■ What the task requires: Convert everything from the line containing "as [[310, 36]]." down to the end of the records into a Markdown table with the columns Row and Line, numbering each line and skipping blank ones.
-- start --
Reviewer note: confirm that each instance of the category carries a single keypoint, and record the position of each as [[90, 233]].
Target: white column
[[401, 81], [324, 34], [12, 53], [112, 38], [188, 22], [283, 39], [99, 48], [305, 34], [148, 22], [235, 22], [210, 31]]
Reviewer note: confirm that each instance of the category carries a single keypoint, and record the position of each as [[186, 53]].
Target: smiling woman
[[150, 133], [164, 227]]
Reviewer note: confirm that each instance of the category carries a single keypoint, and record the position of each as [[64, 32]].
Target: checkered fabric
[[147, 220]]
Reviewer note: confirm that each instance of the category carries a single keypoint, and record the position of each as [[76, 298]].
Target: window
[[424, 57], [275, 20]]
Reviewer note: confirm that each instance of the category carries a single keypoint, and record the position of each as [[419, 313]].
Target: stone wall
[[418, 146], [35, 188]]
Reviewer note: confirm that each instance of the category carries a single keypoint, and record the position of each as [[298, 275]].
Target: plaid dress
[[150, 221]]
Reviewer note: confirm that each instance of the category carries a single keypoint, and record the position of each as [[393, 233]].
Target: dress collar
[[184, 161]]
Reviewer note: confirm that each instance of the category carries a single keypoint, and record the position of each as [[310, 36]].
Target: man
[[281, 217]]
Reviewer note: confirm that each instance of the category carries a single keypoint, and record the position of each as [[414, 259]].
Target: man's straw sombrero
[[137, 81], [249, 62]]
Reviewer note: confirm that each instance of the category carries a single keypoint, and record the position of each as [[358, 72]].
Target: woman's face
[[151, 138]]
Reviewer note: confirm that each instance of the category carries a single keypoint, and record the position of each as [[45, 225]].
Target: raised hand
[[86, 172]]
-- end --
■ Written answer:
| Row | Line |
|---|---|
| 1 | Reviewer note: confirm that each instance of the category carries a single keypoint, and record the position of each as [[310, 36]]. |
| 2 | Target: man |
| 3 | [[281, 217]] |
| 4 | Reviewer note: confirm that each instance of the category carries a single keypoint, and record the position of each as [[414, 259]]. |
| 5 | Target: man's straw sombrero |
| 6 | [[137, 81], [249, 62]] |
| 7 | Reviewer note: confirm that each instance of the category carries a single keypoint, and record the position of each as [[358, 72]]. |
| 8 | Target: woman's face |
| 9 | [[151, 138]] |
| 10 | Reviewer note: confirm that each instance of the category carries a single keypoint, and record the position of each as [[45, 225]]. |
| 11 | Target: raised hand |
| 12 | [[86, 172]] |